INSTRUCTIONS FOR THE TASK -
Transcribe all the records with complete accuracy.
** START OF DATASET **
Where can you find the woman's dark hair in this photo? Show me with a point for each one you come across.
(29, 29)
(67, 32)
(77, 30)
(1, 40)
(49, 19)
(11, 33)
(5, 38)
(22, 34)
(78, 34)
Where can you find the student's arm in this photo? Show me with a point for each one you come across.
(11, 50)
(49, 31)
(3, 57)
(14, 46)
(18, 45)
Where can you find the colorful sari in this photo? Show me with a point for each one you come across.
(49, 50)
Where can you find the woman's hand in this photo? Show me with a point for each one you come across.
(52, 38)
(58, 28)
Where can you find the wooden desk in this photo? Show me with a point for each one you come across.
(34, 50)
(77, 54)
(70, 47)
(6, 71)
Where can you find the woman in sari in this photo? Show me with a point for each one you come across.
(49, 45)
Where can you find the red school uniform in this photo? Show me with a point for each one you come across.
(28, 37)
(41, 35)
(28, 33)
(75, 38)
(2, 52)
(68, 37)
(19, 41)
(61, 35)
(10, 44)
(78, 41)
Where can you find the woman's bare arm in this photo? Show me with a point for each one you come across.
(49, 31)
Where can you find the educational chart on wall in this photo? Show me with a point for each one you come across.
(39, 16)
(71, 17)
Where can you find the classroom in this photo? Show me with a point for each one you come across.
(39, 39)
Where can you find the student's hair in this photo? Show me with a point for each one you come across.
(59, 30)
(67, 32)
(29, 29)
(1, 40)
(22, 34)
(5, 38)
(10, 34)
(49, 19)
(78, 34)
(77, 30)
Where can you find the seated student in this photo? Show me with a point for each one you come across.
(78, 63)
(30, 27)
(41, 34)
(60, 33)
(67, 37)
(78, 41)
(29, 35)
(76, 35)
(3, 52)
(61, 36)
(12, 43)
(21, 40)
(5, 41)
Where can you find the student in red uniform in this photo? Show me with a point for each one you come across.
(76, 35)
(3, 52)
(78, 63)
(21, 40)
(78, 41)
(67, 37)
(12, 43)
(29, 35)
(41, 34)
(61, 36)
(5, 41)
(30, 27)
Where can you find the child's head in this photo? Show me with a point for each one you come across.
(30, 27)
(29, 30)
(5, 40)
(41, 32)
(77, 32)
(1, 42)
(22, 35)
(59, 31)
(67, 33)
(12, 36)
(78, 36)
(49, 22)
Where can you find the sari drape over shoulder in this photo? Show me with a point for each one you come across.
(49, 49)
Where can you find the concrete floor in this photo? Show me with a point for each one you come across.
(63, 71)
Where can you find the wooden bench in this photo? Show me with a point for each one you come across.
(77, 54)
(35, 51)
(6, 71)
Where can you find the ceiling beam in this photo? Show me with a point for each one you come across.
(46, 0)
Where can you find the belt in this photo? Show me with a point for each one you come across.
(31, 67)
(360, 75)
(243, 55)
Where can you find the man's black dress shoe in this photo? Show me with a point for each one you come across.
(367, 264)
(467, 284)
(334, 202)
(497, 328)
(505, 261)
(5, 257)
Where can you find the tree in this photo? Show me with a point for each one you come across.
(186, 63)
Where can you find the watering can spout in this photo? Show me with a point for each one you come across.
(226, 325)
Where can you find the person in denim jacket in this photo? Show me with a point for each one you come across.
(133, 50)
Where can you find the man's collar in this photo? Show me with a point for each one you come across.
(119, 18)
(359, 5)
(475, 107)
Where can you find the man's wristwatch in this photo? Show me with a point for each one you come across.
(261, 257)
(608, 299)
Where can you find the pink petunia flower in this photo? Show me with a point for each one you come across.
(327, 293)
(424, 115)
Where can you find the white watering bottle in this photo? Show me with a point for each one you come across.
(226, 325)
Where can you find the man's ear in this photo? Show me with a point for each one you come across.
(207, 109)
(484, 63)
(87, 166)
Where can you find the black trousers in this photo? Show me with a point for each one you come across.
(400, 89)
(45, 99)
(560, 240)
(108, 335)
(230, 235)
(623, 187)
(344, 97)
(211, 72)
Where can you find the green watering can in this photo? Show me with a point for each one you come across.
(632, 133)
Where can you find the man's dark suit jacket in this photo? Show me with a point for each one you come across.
** END OF DATASET **
ANSWER TO THE PROBLEM -
Where can you find the woman's dark hair in this photo? Show me with a point for each one you come across.
(29, 29)
(67, 32)
(77, 30)
(1, 40)
(49, 19)
(11, 33)
(5, 38)
(22, 34)
(78, 34)
Where can you find the student's arm in this photo? Show me with a point for each one you come across.
(11, 50)
(49, 31)
(3, 57)
(14, 46)
(18, 45)
Where can you find the colorful sari in this photo? Show me with a point for each one you come across.
(49, 50)
Where can you find the woman's hand in this photo? Show me with a point for each one you come across.
(52, 38)
(58, 28)
Where can you find the wooden desk in this photo? Show me with a point for each one you come across.
(34, 50)
(77, 54)
(70, 47)
(6, 71)
Where can you find the woman in sari in this photo? Show me with a point for each one you come across.
(49, 45)
Where can you find the red school uniform in this photo? Show me with a point for each one you come across.
(28, 37)
(41, 35)
(28, 33)
(75, 38)
(2, 52)
(68, 37)
(19, 41)
(61, 35)
(10, 44)
(78, 41)
Where can you find the woman's bare arm in this photo? Show me with a point for each one you come across.
(49, 31)
Where can you find the educational chart on wall in this photo? Show me with a point for each one you come across.
(39, 16)
(71, 17)
Where can you find the classroom in this photo? Show me with a point for each one you come across.
(39, 39)
Where can you find the student's hair in this photo? Show me with a point for each one you come across.
(59, 30)
(67, 32)
(29, 29)
(1, 40)
(22, 34)
(5, 38)
(10, 34)
(49, 19)
(78, 34)
(77, 30)
Where can you find the seated student in this photo? Show me with a point for each one you come across.
(78, 63)
(30, 27)
(41, 34)
(60, 33)
(67, 37)
(78, 41)
(29, 35)
(76, 35)
(3, 52)
(61, 36)
(12, 43)
(21, 40)
(5, 41)
Where can you find the student in red uniform in this photo? Show me with a point for each one you come across.
(76, 35)
(3, 52)
(78, 63)
(21, 40)
(78, 41)
(67, 37)
(12, 43)
(29, 35)
(41, 34)
(61, 36)
(5, 41)
(30, 27)
Where can you find the child's head in this photo? Show me with a point for each one you come across.
(30, 27)
(29, 30)
(5, 40)
(41, 32)
(77, 32)
(1, 42)
(22, 35)
(59, 31)
(67, 33)
(12, 36)
(78, 36)
(49, 22)
Where can you find the sari drape over shoulder in this photo? Show me with a point for each one you come across.
(49, 49)
Where can you find the concrete floor in this photo? Show me with a point for each one you come across.
(63, 71)
Where can you find the wooden bench in this photo? Show me with a point for each one you come across.
(77, 54)
(35, 51)
(6, 71)
Where can you find the ceiling beam in this photo? Show me with a point for each one you come across.
(46, 0)
Where can you find the belt in this photo? Show me with a point for each one you come across.
(31, 67)
(360, 75)
(243, 55)
Where can you find the man's black dress shoe in this photo? Show me with a point for each one you come across.
(367, 264)
(467, 284)
(334, 202)
(497, 328)
(505, 261)
(5, 257)
Where can you find the tree in this photo? Show me with a point for each one you come across.
(186, 63)
Where can you find the watering can spout in this photo? Show me with a point for each one you come across.
(226, 325)
Where can you find the person in denim jacket in this photo? Show me with a point for each one you come across.
(133, 50)
Where can you find the man's collar in this photo? Show me with a point for each one you come across.
(119, 18)
(359, 5)
(475, 107)
Where can you find the man's wristwatch in this photo? Show me with a point for each one you come across.
(261, 257)
(608, 299)
Where can you find the pink petunia flower in this photo? Show me with a point for each one you come across.
(327, 293)
(424, 115)
Where can you find the white watering bottle in this photo? Show me with a point for each one you come across.
(226, 325)
Where can you find the man's ear in this photo? Show me with a point for each one you come across.
(207, 109)
(484, 63)
(87, 166)
Where can you find the black trousers in this photo? Show me with a point for each one you come across.
(400, 89)
(45, 99)
(560, 240)
(108, 335)
(230, 235)
(623, 187)
(344, 97)
(211, 72)
Where can you find the green watering can in this photo? Show me with a point for each one you come across.
(632, 133)
Where can you find the man's dark suit jacket in this photo? Show me with a point for each one you come across.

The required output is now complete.